A word-for-word copy of the entries is the only acceptable reply.
= Beginning of Section =
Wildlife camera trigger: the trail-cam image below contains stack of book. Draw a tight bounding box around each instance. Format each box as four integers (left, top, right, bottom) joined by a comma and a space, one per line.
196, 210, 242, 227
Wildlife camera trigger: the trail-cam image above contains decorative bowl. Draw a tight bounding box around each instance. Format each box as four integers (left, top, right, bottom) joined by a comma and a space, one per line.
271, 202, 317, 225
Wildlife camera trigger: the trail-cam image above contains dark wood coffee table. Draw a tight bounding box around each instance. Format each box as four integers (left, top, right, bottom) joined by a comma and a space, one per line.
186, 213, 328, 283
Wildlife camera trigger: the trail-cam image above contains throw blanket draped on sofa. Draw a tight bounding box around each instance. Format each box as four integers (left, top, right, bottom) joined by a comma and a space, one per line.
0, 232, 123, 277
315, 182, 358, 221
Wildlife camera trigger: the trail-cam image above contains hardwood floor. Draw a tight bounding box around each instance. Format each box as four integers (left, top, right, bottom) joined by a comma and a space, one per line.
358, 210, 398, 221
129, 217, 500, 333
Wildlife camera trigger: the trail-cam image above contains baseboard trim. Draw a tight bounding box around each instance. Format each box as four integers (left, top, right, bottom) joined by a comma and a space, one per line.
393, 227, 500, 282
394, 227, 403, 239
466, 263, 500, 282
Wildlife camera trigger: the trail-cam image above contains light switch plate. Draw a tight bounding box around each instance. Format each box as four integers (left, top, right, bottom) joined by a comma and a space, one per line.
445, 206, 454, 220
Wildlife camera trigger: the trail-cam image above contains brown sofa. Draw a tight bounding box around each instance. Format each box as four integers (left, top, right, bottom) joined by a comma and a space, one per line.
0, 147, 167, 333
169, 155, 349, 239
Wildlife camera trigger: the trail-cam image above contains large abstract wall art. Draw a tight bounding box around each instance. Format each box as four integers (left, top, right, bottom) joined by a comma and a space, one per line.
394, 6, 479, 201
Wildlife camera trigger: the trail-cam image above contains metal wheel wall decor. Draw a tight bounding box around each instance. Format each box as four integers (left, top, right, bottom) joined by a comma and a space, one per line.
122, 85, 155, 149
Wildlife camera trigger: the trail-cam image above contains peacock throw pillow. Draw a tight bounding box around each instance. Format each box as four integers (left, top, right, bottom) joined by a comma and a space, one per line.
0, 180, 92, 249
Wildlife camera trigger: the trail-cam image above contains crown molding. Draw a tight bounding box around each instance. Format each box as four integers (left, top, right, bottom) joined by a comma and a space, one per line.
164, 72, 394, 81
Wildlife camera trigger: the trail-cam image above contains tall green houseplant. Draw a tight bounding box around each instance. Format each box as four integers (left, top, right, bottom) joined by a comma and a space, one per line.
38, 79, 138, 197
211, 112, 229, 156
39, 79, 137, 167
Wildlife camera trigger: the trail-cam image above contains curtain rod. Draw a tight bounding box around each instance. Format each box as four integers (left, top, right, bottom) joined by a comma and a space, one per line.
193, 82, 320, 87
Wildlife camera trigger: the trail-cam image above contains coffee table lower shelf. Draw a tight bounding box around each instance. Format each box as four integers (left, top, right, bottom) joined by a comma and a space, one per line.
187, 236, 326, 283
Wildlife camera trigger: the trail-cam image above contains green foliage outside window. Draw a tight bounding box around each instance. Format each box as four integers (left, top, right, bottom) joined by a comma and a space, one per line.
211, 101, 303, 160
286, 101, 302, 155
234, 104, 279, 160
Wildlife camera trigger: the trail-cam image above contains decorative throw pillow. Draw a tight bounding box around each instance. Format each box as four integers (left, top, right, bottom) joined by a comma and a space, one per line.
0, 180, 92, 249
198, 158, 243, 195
= End of Section =
RESULT OF THE TASK -
Wildlife camera trigger: the trail-cam image below contains stack of book. Draw a tight bounding box around each instance. Format each box as four integers (left, top, right, bottom) joined by a comma and a space, one per line.
196, 210, 242, 227
Wildlife camera trigger: the trail-cam image above contains decorative bowl. Draw a tight bounding box around each instance. Format each box as four integers (left, top, right, bottom) joined by a comma and a space, one per line.
271, 202, 317, 225
Wildlife camera trigger: the trail-cam image above contains dark wood coffee table. Draw a tight bounding box around each instance. Format each box as four integers (left, top, right, bottom) joined by a comma and a space, one per line.
186, 213, 328, 283
Wildlife camera trigger: the trail-cam image above contains throw blanket draped on sofa. Draw a tight bounding box around each instance. Format each box as four integers (left, top, right, bottom) joined by a comma and a space, one per line.
0, 232, 123, 277
315, 182, 358, 221
Wildlife camera trigger: the trail-cam image above contains hardwood floor. Draw a tight bounding box around each instance. Format each box as four integers (left, top, right, bottom) joined by a comma and a space, one per line.
358, 210, 398, 221
129, 217, 500, 333
Wildlife camera trigger: the trail-cam image above contains baseboard trim. Draw a tight bounding box around each instance. Format each box as four integers (left, top, right, bottom) joined by a comma and a space, one per line.
393, 227, 500, 282
394, 227, 403, 239
466, 263, 500, 282
Wildlife camera trigger: the trail-cam image above contains light switch plate. Draw a tight bounding box around each instance. Format each box as four integers (left, top, right, bottom) joined by a comma and a space, one per line.
445, 206, 454, 220
Wildlife camera trigger: the trail-cam image above contains brown sofa. Draw a tight bounding box around each instance. Format each box as four integers (left, top, right, bottom) joined by a comma and a space, one per line.
0, 147, 167, 333
169, 155, 349, 239
Wildlife camera trigger: the trail-cam image above contains large abstract wall art. Draw a tight bounding box around each instance. Format each box as four integers (left, top, right, bottom) joined by a comma and a space, one per line.
394, 6, 479, 201
Wildlife camera trigger: the trail-cam image above contains metal wheel wall decor. Draw a tight bounding box around each instance. Format each box as four integers (left, top, right, bottom) joined by a comma and a space, one per line.
122, 85, 155, 149
Wildlife camera trigger: the trail-cam image above contains peacock throw pillow. Draw a tight bounding box around each instance. Format each box as four integers (left, top, right, bottom) joined by a comma and a space, one per line.
0, 180, 92, 249
Wildlife camera trigger: the trail-cam image above contains crown molding. Draw a tight bounding box around each instance. Format each box as four integers (left, top, right, bottom) joined by a comma and a space, one per line.
164, 72, 394, 81
Wildlife camera trigger: the trail-cam image above contains tall green houseplant. Draw a tight bounding box around each instance. Format each box as four integers (left, top, right, bottom) joined by a comma and a space, one per line.
38, 79, 138, 197
211, 112, 229, 156
39, 79, 137, 167
Wildlife camera trigger: the trail-cam image above contains curtain rod. Draw a tight bounding box around each instance. Format each box as four integers (left, top, right, bottom) joined by a comma and a space, one per line.
193, 82, 320, 87
Wildlife camera trigger: the trail-cam image above contains coffee table lower shelf. Draw a tight bounding box around each instance. Format each box as four integers (left, top, right, bottom) joined by a comma and a space, one per line.
187, 236, 326, 283
Wildlife camera trigger: the trail-cam image above contains green foliage outside window. Draw a tight bounding box around each instance. Format each box as four integers (left, top, right, bottom) joined by a comma and a space, one per line.
211, 101, 303, 160
286, 101, 302, 155
234, 104, 279, 160
Wildlife camera trigger: the trail-cam image above contains decorative throw pillow. Draw a tight bounding box around each instance. Format each box as four integers (left, top, right, bottom) joined by a comma and a space, one per line.
0, 180, 92, 249
198, 158, 243, 195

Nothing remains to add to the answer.